Aufgabenstellung: Schreiben Sie aus dem Textauszug über die geplante Verfassungsreform in Frankreich den Abschnitt wortgetreu ab, der mit den Worten „8. April 2017, 21:58“ einsetzt und mit „Gefahr zu bringen.“ schließt.

Textauszug:

┄┄┄┄┄┄┄┄┄┄

8. April 2017, 21:58
Mittagsjournal, 6.2.2016
Aus Paris,
Schon vor der Parlamentsdebatte war seit Tagen nur noch von Farce, Schlamassel oder Fiasko die Rede – je länger die öffentliche Diskussion anhielt, desto weniger wurde verständlich, warum Staatspräsident Hollande sich auf seinen Vorschlag versteift, die Aberkennung der Staatsbürgerschaft für Terroristen in die Verfassung aufnehmen zu wollen – entsprechend schwer tat sich Regierungschef Valls bei der Präsentation der Reform im Parlament: Es geht darum die Feinde der Republik, die Feinde Frankreichs zu bekämpfen. Die Aberkennung der Staatsbürgerschaft ist die kollektive Antwort der Franzosen gegenüber anderen Franzosen, die beschlossen haben, das Leben der Nation in Gefahr zu bringen.

┄┄┄┄┄┄┄┄┄┄

Bereitgestellte Daten:
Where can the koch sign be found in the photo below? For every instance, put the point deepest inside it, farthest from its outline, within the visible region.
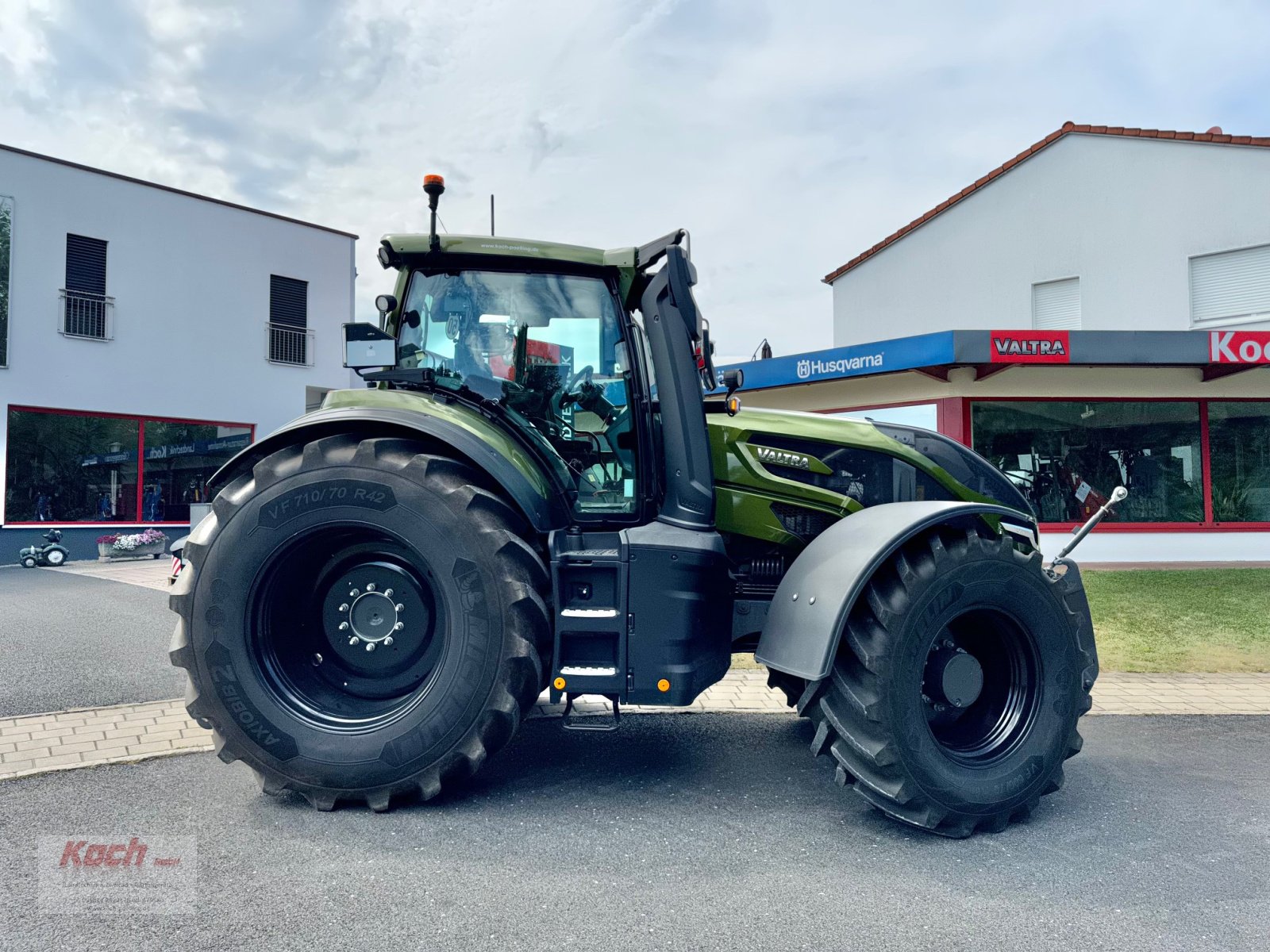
(857, 361)
(1030, 347)
(1238, 347)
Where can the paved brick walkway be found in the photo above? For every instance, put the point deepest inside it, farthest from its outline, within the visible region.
(130, 733)
(146, 573)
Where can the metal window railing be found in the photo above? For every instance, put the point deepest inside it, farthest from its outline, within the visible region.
(82, 314)
(290, 346)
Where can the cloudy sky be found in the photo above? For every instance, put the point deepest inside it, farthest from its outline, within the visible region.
(785, 135)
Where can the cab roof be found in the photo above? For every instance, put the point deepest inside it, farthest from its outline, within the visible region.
(417, 244)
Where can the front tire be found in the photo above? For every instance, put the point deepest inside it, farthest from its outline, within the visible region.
(959, 681)
(360, 621)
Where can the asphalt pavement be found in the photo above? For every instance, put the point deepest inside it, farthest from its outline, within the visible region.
(683, 831)
(74, 641)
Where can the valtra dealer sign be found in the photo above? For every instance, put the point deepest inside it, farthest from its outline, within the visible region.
(1030, 347)
(1238, 347)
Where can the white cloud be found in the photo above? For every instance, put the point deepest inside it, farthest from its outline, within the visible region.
(787, 137)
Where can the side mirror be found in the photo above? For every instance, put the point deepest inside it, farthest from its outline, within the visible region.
(366, 346)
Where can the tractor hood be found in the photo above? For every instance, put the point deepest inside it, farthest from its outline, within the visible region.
(784, 476)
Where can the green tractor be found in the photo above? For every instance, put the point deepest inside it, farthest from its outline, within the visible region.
(546, 486)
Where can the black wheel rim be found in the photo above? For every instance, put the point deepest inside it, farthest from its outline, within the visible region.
(348, 628)
(981, 687)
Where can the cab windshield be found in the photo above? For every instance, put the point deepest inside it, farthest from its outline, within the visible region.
(548, 347)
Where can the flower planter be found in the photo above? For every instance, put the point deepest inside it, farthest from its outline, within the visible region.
(152, 547)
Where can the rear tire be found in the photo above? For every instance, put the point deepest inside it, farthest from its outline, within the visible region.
(360, 622)
(924, 734)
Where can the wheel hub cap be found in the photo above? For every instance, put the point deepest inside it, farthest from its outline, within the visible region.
(374, 616)
(952, 677)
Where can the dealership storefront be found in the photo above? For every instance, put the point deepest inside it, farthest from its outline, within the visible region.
(87, 471)
(1180, 418)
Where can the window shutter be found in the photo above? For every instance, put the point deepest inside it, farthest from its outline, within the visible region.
(289, 301)
(1057, 305)
(86, 264)
(1231, 285)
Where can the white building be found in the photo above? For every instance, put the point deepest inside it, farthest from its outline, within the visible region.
(1092, 313)
(146, 334)
(1090, 228)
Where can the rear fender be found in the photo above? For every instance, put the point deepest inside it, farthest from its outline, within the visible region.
(813, 601)
(544, 508)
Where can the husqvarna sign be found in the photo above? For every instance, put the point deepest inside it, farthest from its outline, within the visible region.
(857, 361)
(840, 367)
(977, 349)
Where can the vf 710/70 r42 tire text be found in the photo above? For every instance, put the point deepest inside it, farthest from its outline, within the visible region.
(360, 621)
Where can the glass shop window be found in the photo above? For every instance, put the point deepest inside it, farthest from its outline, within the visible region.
(1067, 456)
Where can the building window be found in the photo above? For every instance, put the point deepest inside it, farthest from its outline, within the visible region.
(1067, 456)
(71, 467)
(289, 321)
(86, 310)
(6, 247)
(1231, 286)
(1238, 436)
(1057, 305)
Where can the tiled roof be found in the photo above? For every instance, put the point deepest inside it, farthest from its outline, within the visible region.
(1068, 127)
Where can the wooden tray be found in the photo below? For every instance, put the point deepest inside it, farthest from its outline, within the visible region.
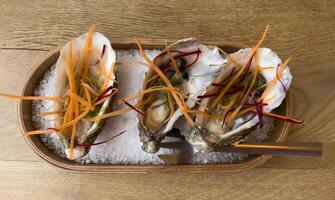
(25, 122)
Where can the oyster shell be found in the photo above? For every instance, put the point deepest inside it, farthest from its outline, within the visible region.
(86, 131)
(198, 67)
(210, 132)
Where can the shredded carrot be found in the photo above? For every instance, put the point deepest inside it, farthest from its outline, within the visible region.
(88, 47)
(87, 95)
(274, 80)
(118, 112)
(81, 100)
(103, 67)
(231, 103)
(152, 78)
(174, 64)
(51, 113)
(167, 82)
(171, 105)
(265, 68)
(194, 100)
(47, 98)
(111, 70)
(240, 72)
(95, 93)
(55, 119)
(38, 132)
(114, 91)
(73, 133)
(149, 90)
(245, 98)
(210, 116)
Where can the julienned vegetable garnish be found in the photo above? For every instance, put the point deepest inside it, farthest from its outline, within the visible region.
(172, 69)
(223, 97)
(251, 85)
(85, 76)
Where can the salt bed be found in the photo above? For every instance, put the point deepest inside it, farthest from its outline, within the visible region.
(125, 149)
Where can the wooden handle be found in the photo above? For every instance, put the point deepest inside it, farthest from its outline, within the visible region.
(278, 148)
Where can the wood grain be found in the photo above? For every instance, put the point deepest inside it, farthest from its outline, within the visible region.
(303, 30)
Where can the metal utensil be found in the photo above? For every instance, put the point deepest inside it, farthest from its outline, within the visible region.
(270, 148)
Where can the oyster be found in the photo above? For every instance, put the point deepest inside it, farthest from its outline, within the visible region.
(90, 56)
(209, 132)
(195, 66)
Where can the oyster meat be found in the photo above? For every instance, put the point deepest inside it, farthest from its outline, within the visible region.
(91, 58)
(191, 70)
(223, 130)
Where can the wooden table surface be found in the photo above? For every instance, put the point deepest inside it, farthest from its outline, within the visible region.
(301, 29)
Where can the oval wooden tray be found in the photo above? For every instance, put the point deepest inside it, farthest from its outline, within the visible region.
(25, 122)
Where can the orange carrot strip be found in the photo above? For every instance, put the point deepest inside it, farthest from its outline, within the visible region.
(167, 82)
(240, 72)
(51, 113)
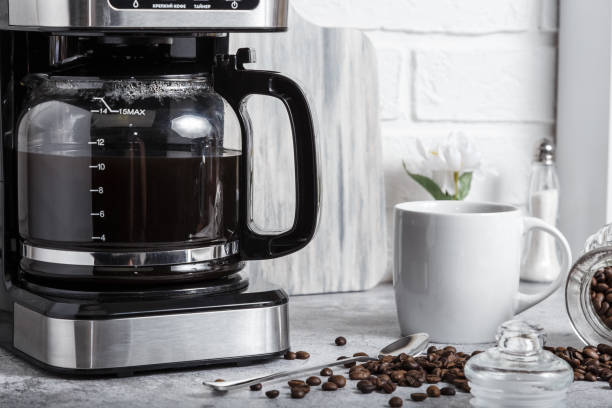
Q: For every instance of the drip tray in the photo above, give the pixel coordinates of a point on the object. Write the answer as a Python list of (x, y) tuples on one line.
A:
[(44, 287), (124, 332)]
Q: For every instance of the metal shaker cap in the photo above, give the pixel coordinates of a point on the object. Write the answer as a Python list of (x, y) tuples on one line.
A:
[(546, 152)]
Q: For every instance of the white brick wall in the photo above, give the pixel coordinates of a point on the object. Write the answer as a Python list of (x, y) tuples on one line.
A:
[(486, 67)]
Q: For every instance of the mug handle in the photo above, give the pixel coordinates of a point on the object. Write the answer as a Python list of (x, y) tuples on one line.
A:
[(524, 300)]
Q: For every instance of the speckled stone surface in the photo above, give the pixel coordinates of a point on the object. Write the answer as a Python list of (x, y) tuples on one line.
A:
[(366, 319)]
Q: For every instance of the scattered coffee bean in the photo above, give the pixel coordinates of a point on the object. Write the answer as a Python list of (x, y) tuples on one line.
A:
[(366, 386), (305, 388), (418, 396), (314, 381), (388, 387), (339, 380), (272, 394), (297, 393), (447, 391), (295, 383), (433, 391), (326, 372), (340, 341), (396, 402), (359, 374), (330, 386)]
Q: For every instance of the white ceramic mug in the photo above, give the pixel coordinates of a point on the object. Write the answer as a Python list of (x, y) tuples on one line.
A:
[(457, 268)]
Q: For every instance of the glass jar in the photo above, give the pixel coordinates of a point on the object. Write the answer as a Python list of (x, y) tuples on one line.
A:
[(588, 293), (518, 372)]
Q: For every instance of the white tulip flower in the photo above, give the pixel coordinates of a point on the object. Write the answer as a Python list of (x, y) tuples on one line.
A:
[(446, 170)]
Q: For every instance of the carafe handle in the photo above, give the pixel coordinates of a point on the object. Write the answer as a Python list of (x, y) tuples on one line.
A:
[(235, 84)]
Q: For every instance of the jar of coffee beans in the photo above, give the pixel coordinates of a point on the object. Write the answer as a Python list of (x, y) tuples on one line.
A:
[(588, 293)]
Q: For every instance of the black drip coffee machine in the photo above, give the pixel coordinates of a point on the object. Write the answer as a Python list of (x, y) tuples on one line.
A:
[(126, 184)]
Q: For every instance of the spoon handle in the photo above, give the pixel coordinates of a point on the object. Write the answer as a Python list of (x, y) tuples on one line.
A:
[(232, 385)]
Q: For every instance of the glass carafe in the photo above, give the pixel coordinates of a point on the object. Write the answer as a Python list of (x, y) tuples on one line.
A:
[(148, 178)]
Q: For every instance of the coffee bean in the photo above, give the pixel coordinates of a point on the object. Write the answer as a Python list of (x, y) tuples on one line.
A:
[(340, 341), (272, 394), (601, 296), (605, 349), (305, 388), (366, 386), (297, 393), (433, 391), (389, 387), (413, 382), (432, 379), (330, 386), (314, 381), (359, 374), (302, 355), (418, 396), (447, 391), (339, 380), (326, 372), (396, 402), (295, 383), (590, 352)]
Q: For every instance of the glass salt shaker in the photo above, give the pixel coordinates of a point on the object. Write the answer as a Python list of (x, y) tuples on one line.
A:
[(588, 293), (541, 263), (518, 372)]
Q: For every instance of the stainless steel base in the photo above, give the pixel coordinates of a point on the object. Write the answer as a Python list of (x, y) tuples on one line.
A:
[(155, 340)]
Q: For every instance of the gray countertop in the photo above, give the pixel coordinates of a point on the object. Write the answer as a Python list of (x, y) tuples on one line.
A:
[(366, 319)]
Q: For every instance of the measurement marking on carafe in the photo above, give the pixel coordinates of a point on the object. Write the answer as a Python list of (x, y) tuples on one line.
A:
[(99, 166), (108, 108), (99, 142)]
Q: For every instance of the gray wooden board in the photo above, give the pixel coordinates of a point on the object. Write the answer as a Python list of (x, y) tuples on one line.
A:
[(337, 69)]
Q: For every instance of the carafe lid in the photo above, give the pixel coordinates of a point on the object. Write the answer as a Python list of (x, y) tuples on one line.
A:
[(518, 369)]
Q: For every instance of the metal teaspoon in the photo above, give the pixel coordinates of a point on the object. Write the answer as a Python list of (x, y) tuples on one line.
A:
[(412, 345)]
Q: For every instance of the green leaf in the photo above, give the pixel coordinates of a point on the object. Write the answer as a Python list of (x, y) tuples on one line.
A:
[(429, 185), (464, 185)]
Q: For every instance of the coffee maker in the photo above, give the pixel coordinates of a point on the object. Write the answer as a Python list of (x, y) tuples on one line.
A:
[(126, 185)]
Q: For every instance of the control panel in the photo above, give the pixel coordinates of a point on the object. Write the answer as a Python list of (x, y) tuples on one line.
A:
[(184, 4)]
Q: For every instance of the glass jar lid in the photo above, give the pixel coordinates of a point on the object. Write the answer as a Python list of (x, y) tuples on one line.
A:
[(518, 372), (589, 285)]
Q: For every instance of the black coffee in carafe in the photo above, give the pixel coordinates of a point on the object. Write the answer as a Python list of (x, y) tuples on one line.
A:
[(141, 179), (138, 198)]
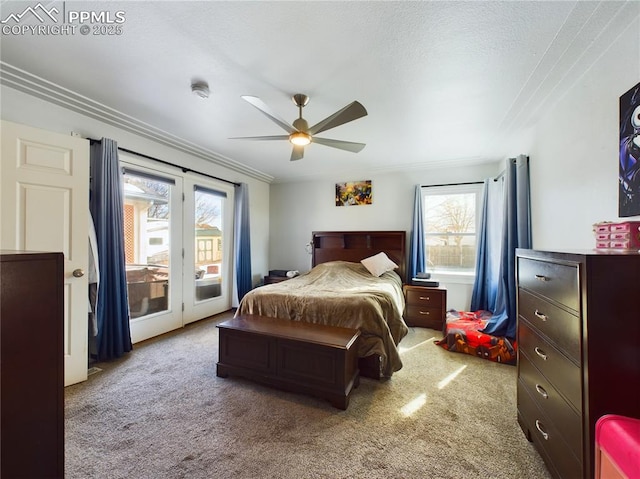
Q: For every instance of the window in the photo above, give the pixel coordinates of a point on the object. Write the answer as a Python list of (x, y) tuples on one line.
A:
[(450, 224)]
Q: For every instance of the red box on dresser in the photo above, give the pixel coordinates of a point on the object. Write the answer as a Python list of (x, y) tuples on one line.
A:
[(578, 355)]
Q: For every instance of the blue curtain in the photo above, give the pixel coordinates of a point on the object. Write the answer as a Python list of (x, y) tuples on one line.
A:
[(112, 313), (417, 256), (516, 233), (242, 241)]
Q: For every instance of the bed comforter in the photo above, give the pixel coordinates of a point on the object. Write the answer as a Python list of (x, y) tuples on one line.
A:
[(345, 294)]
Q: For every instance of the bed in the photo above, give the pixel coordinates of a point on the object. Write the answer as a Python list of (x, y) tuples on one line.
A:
[(340, 291)]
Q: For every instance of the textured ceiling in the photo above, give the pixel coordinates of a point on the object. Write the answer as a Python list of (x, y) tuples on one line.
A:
[(444, 83)]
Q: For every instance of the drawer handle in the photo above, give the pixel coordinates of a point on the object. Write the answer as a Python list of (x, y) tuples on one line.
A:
[(541, 391), (540, 315), (545, 435), (540, 353)]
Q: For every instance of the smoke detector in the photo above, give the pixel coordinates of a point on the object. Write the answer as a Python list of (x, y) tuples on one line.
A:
[(200, 88)]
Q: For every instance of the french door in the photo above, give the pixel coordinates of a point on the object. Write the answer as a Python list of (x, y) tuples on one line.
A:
[(177, 247), (208, 228)]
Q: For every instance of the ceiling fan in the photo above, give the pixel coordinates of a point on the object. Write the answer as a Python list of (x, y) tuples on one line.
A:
[(300, 135)]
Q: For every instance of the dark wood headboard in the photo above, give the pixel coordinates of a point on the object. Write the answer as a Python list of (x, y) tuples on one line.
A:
[(356, 245)]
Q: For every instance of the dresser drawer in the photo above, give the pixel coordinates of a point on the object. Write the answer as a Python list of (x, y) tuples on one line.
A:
[(558, 412), (562, 327), (556, 281), (546, 435), (424, 297), (563, 374)]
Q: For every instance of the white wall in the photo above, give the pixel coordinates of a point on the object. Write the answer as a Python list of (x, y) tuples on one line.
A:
[(22, 108), (297, 209), (574, 161)]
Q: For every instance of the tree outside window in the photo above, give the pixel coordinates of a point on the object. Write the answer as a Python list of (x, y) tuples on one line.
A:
[(450, 215)]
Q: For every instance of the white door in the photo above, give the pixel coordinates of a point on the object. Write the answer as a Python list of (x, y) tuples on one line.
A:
[(44, 206)]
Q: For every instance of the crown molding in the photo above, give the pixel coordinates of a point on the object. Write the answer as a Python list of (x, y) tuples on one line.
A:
[(33, 85)]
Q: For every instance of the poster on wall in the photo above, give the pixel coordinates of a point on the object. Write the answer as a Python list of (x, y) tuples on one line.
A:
[(629, 158), (354, 193)]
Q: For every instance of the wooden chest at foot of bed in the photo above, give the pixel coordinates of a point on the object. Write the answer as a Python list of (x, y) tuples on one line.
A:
[(300, 357)]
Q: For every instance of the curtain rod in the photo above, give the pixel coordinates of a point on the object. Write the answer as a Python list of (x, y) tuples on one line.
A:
[(184, 169)]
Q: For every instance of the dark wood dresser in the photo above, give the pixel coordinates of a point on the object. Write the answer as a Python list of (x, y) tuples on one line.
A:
[(31, 364), (579, 350), (426, 307)]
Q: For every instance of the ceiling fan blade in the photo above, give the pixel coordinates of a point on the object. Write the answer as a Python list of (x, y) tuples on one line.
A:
[(297, 153), (342, 145), (351, 112), (262, 106), (272, 137)]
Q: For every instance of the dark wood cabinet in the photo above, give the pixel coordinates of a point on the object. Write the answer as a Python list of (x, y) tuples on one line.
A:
[(310, 358), (578, 337), (425, 307), (31, 365)]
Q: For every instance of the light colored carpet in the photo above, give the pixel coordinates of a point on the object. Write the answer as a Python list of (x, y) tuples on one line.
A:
[(161, 412)]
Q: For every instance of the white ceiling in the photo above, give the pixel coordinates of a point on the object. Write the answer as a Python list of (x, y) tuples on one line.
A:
[(444, 83)]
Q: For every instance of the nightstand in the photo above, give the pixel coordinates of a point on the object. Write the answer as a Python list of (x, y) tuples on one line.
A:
[(426, 307)]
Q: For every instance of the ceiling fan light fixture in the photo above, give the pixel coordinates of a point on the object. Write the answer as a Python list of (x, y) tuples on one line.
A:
[(300, 138)]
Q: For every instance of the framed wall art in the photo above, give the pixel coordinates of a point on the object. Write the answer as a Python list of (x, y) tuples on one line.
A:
[(354, 193), (629, 156)]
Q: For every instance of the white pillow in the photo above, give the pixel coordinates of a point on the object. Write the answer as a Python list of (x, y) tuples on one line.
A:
[(379, 264)]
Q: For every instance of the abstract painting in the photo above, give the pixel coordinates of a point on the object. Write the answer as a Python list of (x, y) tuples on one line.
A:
[(354, 193)]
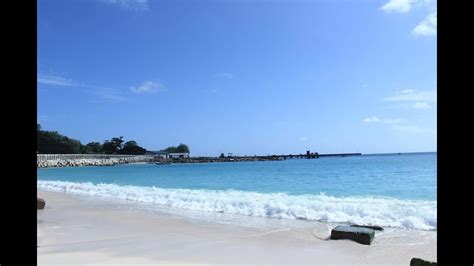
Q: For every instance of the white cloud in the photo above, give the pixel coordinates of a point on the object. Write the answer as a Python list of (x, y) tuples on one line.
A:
[(413, 95), (374, 119), (395, 124), (102, 92), (107, 93), (421, 106), (406, 91), (224, 75), (428, 27), (411, 129), (54, 80), (147, 87), (401, 6), (130, 4)]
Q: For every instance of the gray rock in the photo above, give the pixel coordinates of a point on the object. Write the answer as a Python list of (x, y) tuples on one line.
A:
[(358, 234), (40, 204), (374, 227), (420, 262)]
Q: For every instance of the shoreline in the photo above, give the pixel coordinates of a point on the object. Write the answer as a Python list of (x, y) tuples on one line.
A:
[(80, 229)]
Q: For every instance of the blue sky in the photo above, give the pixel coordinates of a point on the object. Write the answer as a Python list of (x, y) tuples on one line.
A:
[(239, 76)]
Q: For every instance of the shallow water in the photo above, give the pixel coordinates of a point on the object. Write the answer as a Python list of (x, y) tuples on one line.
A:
[(388, 190)]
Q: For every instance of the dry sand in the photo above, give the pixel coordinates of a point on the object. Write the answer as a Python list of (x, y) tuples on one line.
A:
[(77, 230)]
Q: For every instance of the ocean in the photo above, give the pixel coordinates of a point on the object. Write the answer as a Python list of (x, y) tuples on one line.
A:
[(388, 190)]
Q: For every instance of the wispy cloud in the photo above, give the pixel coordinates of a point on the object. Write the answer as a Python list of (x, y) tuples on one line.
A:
[(223, 75), (401, 6), (397, 125), (427, 27), (413, 95), (421, 106), (102, 92), (374, 119), (107, 94), (139, 5), (412, 129), (54, 80), (147, 87)]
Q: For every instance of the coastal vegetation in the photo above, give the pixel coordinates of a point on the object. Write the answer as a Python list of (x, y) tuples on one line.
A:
[(180, 148), (52, 142)]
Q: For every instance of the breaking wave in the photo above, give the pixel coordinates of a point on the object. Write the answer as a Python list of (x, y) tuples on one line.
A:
[(383, 211)]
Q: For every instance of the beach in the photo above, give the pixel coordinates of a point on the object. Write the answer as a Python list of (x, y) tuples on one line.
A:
[(84, 230)]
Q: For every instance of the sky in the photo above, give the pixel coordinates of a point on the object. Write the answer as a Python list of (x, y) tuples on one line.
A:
[(240, 76)]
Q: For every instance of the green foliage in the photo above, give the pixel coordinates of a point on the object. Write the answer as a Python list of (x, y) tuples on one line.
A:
[(51, 142), (113, 146), (93, 147), (131, 147), (181, 148)]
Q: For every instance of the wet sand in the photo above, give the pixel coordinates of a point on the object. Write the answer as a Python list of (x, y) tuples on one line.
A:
[(78, 230)]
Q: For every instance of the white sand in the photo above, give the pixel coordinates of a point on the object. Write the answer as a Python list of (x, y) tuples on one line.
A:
[(75, 230)]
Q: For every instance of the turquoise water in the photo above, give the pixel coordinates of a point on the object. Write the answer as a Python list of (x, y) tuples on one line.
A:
[(393, 190)]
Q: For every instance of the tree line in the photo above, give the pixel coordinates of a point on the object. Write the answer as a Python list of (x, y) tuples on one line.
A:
[(51, 142)]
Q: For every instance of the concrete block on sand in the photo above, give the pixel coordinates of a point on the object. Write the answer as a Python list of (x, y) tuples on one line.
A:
[(374, 227), (358, 234), (40, 204), (420, 262)]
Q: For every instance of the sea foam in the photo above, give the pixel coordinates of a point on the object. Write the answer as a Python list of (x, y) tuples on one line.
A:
[(383, 211)]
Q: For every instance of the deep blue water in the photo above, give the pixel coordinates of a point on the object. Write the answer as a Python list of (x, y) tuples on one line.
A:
[(403, 187)]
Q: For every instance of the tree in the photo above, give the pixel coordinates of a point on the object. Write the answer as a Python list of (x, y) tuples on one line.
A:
[(113, 146), (182, 148), (53, 142), (93, 147), (131, 147)]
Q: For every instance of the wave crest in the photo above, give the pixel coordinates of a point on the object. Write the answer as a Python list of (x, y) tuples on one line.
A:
[(413, 214)]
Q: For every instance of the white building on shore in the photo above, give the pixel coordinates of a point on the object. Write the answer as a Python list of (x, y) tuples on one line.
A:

┄┄┄┄┄┄┄┄┄┄

Lösung:
8. April 2017, 21:58
Mittagsjournal, 6.2.2016
Aus Paris,
Schon vor der Parlamentsdebatte war seit Tagen nur noch von Farce, Schlamassel oder Fiasko die Rede – je länger die öffentliche Diskussion anhielt, desto weniger wurde verständlich, warum Staatspräsident Hollande sich auf seinen Vorschlag versteift, die Aberkennung der Staatsbürgerschaft für Terroristen in die Verfassung aufnehmen zu wollen – entsprechend schwer tat sich Regierungschef Valls bei der Präsentation der Reform im Parlament: Es geht darum die Feinde der Republik, die Feinde Frankreichs zu bekämpfen. Die Aberkennung der Staatsbürgerschaft ist die kollektive Antwort der Franzosen gegenüber anderen Franzosen, die beschlossen haben, das Leben der Nation in Gefahr zu bringen.